» **DO THIS**
Gather every line in the rows below that contains the string "wire", and copy each one in full.

» **RECORD LIST**
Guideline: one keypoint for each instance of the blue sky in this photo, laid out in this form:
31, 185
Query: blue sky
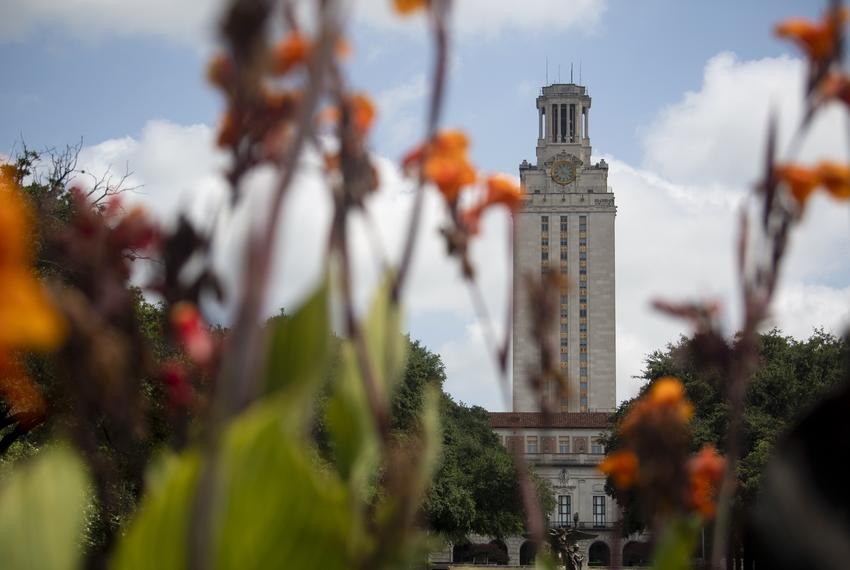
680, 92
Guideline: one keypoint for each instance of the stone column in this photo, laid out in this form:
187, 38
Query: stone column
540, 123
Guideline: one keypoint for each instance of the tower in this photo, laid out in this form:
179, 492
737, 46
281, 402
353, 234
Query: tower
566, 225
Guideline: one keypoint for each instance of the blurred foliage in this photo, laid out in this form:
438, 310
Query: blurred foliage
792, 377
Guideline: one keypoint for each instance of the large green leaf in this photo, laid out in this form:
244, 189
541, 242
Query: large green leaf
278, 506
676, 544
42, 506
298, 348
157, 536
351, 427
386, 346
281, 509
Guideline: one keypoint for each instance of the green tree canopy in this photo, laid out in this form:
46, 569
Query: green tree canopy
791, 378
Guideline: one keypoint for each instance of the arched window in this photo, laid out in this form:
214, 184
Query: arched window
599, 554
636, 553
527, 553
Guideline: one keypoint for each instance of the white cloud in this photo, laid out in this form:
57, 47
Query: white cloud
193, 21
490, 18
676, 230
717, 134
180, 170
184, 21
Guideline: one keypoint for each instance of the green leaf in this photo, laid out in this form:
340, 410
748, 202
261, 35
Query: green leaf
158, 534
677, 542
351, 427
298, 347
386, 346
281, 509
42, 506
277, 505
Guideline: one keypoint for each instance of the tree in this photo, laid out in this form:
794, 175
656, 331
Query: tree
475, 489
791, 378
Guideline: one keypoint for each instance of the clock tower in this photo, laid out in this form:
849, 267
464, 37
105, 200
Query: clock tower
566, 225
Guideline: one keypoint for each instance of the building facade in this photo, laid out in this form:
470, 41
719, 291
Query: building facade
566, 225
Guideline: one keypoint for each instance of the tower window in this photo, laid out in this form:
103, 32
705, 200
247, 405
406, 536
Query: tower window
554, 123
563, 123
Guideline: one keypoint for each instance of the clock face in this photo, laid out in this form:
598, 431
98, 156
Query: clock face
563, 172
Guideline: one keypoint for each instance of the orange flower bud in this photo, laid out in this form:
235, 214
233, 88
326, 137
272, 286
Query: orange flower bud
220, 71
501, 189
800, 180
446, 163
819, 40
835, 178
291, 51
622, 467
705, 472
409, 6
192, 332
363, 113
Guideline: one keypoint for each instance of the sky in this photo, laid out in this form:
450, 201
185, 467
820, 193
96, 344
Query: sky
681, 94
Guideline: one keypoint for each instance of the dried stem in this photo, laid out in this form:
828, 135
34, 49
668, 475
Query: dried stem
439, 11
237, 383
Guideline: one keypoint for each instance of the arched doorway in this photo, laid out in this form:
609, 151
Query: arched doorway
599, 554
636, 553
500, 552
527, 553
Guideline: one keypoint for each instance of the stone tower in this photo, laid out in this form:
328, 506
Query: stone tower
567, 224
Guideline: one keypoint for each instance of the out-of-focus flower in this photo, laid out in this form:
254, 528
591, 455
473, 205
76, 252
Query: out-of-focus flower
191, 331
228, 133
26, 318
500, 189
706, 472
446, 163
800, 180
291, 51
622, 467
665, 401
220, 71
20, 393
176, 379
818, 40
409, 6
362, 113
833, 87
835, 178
* * *
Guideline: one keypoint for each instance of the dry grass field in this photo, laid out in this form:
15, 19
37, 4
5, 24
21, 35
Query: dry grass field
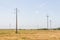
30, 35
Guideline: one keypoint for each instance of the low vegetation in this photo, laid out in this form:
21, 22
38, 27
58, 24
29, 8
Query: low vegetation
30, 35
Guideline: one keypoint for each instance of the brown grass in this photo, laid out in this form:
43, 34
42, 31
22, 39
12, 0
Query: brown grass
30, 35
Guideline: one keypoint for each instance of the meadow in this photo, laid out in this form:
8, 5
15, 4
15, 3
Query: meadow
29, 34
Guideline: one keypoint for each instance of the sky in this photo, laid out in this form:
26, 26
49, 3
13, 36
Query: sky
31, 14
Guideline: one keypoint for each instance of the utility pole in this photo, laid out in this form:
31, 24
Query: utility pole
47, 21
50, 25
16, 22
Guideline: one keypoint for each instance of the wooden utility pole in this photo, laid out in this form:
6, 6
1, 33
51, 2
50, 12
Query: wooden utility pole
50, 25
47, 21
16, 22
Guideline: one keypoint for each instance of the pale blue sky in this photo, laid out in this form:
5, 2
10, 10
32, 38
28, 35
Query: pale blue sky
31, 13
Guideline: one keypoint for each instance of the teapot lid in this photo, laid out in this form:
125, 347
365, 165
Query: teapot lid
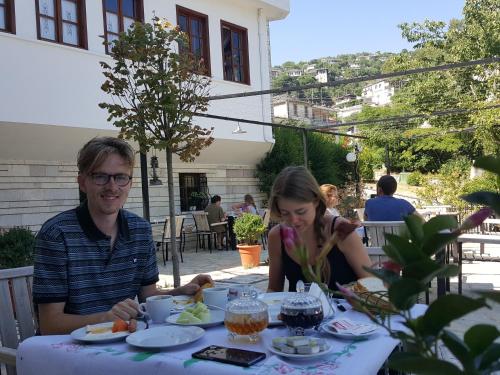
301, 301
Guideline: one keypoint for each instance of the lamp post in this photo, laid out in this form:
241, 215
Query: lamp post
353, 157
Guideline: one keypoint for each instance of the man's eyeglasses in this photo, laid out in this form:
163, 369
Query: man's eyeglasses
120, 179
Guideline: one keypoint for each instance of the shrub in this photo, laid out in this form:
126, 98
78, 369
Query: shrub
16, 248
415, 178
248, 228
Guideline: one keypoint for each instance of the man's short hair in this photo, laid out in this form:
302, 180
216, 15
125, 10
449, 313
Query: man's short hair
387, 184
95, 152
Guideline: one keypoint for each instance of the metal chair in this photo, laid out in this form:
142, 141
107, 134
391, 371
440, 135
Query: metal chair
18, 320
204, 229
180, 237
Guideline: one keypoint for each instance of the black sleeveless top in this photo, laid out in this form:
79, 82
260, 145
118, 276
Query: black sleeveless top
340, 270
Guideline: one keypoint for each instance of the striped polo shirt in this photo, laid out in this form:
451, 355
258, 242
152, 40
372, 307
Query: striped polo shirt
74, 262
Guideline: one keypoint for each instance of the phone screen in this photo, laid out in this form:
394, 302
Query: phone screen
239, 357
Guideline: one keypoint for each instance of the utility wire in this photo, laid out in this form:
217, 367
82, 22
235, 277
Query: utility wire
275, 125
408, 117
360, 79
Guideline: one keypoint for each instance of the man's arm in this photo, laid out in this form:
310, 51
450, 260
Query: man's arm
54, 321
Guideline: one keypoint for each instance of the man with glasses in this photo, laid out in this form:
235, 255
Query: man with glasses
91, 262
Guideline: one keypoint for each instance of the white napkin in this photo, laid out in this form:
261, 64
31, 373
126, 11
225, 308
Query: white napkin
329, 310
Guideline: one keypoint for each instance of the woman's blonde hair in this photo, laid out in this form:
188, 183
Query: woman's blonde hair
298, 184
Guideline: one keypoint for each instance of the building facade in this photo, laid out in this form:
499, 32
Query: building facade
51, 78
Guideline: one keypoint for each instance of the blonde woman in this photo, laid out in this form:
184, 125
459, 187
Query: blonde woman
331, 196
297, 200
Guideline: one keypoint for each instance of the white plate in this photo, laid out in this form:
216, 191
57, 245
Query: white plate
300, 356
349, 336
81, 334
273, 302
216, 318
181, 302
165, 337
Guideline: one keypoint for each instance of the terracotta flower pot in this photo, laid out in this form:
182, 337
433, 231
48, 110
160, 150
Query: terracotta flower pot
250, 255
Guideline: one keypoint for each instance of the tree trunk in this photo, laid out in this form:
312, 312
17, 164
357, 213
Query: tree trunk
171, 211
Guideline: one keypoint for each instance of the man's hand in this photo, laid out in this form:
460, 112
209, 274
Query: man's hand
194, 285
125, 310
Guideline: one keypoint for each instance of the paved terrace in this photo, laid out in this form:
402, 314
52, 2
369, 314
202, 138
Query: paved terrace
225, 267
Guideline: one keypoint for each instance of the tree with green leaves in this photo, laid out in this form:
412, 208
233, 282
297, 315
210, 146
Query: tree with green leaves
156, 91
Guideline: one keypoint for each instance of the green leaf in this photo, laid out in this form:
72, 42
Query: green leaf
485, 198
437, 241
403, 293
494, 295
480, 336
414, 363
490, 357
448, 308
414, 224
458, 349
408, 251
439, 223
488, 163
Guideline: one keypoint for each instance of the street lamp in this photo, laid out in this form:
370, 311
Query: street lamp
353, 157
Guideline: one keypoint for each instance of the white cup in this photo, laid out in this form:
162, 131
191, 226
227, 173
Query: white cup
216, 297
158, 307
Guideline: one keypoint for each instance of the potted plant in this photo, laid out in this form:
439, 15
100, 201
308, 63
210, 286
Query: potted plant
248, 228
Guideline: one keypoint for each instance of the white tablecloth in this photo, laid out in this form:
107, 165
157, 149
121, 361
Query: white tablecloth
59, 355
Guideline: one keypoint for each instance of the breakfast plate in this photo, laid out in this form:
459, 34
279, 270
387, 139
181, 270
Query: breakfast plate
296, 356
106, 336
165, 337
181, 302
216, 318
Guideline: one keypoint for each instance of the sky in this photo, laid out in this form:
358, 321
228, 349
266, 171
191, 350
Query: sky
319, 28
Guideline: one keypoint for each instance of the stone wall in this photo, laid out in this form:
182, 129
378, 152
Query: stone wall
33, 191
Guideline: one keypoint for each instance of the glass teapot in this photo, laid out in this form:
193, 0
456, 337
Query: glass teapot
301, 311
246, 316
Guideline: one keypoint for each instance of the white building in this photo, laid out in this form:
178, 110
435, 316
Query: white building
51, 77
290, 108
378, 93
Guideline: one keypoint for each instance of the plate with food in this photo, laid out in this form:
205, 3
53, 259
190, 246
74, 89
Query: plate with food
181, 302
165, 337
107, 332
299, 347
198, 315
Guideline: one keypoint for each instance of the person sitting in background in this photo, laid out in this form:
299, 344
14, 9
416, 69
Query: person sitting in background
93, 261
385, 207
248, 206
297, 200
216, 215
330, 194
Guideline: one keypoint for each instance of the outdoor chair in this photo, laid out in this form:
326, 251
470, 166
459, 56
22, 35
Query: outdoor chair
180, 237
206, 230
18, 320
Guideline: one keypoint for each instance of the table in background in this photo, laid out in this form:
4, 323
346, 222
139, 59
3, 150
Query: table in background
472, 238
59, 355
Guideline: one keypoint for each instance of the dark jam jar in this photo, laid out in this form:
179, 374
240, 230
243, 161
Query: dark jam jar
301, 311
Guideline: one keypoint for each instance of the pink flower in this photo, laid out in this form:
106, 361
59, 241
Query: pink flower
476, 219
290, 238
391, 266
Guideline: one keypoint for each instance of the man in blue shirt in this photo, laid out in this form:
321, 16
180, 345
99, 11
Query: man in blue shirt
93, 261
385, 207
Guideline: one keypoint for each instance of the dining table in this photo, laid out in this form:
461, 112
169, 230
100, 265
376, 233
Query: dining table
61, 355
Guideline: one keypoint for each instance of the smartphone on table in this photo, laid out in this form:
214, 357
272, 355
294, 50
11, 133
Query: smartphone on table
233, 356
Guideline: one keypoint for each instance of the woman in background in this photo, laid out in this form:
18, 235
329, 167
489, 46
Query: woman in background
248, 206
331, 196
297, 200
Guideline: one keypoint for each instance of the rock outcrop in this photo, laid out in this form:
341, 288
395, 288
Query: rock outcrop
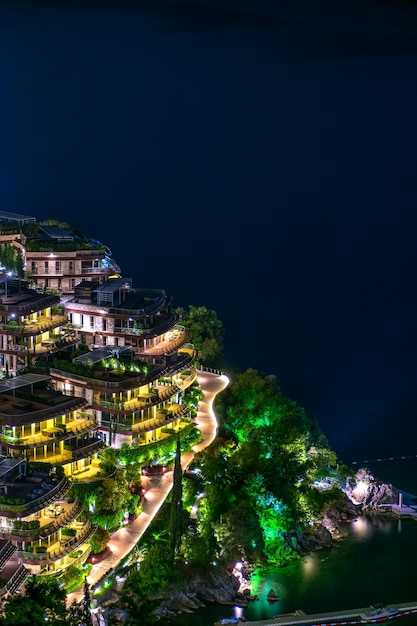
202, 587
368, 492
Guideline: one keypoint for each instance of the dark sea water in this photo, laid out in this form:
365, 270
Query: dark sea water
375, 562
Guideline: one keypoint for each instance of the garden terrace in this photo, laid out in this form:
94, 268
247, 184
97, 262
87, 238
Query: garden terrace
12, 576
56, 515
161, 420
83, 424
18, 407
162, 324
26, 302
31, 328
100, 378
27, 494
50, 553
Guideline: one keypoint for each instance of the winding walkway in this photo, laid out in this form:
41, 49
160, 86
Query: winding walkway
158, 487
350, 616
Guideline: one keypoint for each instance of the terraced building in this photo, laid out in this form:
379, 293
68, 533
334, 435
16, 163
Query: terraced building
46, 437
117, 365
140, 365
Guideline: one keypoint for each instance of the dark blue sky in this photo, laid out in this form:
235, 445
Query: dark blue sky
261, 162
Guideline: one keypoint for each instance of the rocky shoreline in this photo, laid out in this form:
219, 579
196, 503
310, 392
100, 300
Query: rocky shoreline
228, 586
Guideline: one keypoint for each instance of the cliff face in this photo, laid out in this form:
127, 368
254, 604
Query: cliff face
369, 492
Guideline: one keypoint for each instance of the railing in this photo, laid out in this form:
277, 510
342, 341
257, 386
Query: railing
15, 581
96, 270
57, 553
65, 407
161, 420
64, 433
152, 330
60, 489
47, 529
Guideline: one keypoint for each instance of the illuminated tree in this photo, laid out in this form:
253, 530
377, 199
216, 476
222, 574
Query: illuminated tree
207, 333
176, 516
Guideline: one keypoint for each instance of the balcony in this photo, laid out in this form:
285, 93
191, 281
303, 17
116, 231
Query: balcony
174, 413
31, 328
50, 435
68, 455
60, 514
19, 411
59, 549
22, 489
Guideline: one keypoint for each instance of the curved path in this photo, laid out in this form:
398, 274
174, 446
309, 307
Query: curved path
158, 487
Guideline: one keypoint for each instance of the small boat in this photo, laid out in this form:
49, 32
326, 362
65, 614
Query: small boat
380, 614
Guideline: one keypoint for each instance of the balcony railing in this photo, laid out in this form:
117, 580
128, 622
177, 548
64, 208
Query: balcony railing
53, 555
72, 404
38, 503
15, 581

» **OUTPUT BELOW**
Guideline: one keypoint for each instance of the utility wire in this photo, laid out in this form:
Query: utility wire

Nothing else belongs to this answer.